(HOW TO COMPLETE THIS TASK): Once you find the line containing "Formation-chart tagging: label", please retype it and every line after it to the end of the entries, exactly and with nothing added.

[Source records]
-------------------------

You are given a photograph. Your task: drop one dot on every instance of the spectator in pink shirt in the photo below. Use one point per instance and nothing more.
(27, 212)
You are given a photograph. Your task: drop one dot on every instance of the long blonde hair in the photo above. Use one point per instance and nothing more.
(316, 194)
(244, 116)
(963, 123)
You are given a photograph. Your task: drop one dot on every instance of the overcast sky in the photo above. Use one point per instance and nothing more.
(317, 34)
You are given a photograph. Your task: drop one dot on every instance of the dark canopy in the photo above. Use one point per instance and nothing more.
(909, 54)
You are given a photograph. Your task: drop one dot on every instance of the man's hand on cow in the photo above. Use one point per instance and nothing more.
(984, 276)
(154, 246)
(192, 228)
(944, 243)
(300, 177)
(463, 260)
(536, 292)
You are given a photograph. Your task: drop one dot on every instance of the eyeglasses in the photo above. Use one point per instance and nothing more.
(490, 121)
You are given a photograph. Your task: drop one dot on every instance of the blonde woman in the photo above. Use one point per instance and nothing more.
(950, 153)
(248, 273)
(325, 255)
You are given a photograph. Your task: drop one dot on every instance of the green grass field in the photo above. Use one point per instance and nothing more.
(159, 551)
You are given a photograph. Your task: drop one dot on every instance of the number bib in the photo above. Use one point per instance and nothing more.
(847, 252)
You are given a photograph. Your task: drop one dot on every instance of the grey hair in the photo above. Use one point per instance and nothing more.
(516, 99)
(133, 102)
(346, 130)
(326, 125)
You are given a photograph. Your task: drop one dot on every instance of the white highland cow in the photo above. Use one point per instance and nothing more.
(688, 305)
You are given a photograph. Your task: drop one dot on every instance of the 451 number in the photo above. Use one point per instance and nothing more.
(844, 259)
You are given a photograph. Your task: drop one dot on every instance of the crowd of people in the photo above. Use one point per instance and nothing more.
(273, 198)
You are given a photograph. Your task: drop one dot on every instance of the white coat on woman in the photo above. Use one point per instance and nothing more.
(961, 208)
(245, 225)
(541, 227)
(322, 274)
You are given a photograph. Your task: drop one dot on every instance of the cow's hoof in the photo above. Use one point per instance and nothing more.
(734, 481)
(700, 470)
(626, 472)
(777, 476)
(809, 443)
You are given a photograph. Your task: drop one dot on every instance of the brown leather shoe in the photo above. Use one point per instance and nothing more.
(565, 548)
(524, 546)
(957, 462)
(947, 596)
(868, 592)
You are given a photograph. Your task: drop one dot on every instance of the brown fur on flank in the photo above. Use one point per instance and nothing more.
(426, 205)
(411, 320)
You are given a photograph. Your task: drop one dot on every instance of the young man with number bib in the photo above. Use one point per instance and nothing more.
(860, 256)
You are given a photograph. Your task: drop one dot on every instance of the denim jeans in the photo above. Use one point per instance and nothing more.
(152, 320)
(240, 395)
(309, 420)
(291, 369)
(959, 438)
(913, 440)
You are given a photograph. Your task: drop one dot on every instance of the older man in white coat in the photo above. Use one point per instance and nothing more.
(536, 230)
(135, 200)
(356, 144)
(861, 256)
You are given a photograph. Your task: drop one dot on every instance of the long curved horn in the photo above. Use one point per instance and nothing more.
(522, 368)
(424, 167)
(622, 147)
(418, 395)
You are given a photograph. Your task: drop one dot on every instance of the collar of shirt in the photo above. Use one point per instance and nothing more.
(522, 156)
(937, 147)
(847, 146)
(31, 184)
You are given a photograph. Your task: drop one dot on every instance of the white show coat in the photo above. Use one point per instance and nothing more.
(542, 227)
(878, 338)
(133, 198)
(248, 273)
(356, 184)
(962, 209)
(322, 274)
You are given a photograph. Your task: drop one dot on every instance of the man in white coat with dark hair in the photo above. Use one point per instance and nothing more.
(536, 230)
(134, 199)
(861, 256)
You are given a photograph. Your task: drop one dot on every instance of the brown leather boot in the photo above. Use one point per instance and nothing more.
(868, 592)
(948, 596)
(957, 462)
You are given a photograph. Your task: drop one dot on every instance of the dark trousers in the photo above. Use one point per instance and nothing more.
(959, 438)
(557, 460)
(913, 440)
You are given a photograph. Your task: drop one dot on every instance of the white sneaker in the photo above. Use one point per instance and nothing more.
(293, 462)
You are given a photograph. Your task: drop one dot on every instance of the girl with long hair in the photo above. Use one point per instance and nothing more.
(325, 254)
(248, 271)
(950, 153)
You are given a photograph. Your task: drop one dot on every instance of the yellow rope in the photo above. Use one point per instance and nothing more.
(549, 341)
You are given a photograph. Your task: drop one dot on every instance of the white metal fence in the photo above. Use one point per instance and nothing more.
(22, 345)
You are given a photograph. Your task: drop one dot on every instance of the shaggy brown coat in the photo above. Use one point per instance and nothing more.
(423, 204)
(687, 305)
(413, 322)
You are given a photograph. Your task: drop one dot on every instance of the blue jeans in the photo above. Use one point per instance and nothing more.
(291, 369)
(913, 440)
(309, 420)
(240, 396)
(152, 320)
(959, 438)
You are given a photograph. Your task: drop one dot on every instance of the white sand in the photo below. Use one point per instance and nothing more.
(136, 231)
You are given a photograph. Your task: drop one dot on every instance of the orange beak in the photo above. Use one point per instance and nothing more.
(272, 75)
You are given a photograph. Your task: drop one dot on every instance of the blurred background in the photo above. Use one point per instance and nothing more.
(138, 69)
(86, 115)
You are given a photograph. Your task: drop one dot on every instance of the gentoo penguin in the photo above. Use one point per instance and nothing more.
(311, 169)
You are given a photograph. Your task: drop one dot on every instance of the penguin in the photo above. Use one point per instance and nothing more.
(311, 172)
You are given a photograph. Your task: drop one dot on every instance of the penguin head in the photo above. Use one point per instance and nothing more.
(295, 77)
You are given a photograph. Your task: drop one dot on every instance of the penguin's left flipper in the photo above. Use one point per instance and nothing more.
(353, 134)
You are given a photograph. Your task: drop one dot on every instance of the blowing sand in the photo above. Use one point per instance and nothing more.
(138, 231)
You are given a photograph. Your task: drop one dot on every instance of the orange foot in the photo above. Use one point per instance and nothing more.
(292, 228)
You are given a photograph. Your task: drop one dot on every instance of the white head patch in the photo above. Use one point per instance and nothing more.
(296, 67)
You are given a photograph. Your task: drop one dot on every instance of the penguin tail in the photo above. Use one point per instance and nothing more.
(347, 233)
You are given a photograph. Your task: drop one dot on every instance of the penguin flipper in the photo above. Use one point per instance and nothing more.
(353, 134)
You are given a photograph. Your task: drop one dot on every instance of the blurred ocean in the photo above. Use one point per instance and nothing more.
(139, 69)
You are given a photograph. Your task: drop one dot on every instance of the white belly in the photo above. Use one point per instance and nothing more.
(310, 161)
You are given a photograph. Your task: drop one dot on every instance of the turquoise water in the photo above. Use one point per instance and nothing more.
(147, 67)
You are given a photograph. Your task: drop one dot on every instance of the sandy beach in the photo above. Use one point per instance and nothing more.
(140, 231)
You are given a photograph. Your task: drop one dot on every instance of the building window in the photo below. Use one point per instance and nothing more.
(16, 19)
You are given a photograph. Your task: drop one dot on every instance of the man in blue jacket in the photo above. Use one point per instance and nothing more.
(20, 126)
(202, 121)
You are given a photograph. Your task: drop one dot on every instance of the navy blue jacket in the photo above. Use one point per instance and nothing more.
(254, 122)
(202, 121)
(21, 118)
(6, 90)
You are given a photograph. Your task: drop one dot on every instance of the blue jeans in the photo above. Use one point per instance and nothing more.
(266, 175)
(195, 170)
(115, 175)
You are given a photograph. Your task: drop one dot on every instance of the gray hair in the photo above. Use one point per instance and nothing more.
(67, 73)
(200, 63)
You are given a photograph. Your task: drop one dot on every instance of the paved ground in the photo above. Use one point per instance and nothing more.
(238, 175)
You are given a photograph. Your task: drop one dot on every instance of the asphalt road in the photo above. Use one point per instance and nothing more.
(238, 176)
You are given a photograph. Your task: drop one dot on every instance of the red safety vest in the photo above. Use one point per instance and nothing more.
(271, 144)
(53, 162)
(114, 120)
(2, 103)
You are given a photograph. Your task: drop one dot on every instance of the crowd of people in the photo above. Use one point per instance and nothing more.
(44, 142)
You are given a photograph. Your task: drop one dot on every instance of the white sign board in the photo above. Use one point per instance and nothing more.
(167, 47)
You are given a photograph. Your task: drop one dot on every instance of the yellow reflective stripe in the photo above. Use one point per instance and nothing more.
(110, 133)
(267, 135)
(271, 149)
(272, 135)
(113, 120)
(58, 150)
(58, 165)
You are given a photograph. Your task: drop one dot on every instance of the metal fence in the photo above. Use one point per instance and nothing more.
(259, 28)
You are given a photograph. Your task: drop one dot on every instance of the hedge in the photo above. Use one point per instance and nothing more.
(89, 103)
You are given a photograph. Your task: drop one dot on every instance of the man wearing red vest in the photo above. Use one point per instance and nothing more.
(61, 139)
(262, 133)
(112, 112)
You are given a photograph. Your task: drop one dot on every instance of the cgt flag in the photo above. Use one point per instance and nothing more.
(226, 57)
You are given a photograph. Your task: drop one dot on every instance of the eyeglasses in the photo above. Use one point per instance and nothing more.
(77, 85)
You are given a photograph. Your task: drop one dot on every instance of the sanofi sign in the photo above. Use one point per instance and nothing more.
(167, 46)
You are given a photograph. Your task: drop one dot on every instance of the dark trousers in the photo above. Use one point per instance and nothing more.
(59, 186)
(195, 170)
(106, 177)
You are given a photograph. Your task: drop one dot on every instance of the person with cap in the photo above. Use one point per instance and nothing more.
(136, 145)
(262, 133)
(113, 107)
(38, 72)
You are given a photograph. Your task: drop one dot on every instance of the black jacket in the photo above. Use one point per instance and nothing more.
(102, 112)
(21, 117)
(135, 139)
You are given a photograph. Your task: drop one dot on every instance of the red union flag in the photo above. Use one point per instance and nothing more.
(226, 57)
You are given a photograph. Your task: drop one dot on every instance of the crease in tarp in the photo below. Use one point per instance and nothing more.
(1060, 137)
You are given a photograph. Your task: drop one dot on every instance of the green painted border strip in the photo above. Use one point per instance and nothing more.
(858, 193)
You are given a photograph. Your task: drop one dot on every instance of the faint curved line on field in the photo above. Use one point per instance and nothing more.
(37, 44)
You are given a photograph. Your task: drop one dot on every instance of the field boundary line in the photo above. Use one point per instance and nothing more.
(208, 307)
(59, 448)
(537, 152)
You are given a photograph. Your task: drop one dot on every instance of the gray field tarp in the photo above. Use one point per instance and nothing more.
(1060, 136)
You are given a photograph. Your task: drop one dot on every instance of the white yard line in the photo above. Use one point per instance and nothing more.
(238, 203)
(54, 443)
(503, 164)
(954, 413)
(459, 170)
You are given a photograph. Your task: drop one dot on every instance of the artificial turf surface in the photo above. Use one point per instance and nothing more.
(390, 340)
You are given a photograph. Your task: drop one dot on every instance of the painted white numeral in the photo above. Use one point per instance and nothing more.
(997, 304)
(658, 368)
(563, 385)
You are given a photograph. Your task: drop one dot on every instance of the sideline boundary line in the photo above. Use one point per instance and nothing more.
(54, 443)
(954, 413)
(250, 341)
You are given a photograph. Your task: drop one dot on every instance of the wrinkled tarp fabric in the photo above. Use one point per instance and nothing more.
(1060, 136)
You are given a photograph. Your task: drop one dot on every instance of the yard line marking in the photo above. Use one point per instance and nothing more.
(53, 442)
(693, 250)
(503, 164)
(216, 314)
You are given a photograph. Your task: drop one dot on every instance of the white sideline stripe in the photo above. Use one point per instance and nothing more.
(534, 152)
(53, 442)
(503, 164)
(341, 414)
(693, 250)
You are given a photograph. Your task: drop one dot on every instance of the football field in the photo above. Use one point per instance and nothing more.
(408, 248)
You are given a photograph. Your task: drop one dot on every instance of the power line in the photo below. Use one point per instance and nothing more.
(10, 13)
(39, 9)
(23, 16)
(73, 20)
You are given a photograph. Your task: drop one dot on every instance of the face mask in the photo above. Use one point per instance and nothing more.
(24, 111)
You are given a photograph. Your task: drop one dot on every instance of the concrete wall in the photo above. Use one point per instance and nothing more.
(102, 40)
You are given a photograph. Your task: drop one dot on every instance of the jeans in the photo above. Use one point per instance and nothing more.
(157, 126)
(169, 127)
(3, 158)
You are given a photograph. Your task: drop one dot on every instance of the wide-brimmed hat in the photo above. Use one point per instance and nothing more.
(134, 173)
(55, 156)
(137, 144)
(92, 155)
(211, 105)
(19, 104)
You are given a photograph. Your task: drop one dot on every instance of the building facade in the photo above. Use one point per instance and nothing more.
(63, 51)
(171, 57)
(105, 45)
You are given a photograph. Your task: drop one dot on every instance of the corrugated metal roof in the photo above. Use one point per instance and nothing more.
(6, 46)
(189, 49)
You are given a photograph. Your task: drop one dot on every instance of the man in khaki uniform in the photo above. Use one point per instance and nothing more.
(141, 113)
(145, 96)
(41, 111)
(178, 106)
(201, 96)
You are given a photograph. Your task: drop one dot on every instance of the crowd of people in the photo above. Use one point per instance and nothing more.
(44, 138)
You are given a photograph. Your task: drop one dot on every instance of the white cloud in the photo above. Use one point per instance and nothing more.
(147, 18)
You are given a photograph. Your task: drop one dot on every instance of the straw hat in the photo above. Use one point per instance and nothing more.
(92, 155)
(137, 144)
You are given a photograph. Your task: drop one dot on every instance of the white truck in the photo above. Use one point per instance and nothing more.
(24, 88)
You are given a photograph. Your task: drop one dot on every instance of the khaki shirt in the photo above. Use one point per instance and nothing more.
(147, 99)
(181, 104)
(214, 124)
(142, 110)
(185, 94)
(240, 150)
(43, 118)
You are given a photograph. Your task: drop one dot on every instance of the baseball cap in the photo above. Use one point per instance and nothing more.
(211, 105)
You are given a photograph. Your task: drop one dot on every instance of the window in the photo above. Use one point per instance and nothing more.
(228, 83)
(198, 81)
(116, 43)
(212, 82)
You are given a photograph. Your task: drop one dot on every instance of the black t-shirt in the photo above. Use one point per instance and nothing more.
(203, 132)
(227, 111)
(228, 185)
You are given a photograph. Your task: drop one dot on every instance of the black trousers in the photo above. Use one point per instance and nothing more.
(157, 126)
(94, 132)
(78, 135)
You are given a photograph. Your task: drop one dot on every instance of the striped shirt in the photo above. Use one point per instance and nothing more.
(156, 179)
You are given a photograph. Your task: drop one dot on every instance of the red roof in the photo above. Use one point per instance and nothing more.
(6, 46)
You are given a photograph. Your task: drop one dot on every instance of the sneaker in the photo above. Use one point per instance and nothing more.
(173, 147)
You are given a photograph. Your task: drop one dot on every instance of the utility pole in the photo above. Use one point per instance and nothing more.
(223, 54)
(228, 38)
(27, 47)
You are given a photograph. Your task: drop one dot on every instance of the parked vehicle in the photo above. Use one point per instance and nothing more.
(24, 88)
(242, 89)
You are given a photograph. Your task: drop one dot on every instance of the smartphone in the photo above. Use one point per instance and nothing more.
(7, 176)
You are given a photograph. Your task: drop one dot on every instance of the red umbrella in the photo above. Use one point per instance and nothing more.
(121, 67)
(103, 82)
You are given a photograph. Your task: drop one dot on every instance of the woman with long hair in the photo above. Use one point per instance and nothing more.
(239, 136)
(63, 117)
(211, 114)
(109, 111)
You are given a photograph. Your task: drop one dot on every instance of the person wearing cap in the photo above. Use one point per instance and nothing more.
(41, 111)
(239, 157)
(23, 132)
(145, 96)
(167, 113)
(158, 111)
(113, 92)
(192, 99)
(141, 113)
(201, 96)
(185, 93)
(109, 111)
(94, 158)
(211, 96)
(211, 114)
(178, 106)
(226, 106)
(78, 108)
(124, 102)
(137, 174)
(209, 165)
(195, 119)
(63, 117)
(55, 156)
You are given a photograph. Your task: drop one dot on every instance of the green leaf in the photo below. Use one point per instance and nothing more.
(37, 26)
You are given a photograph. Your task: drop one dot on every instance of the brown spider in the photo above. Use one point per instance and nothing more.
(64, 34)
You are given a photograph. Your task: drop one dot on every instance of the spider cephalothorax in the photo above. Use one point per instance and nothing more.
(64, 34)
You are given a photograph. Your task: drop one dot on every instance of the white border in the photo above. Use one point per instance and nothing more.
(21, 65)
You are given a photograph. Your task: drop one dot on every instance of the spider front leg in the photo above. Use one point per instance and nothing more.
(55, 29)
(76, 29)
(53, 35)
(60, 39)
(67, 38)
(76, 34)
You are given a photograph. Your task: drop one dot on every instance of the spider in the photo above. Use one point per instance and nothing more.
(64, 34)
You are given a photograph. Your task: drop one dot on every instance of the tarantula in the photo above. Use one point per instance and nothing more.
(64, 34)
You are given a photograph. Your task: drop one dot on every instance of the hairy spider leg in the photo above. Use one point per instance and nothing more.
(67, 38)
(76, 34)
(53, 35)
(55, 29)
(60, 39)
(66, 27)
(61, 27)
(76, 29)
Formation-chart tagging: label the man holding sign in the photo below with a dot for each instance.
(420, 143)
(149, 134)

-------------------------

(ANSWER FOR THIS EXERCISE):
Formation-chart tagging: label the man holding sign in the photo below with a dot for each instance.
(420, 143)
(149, 134)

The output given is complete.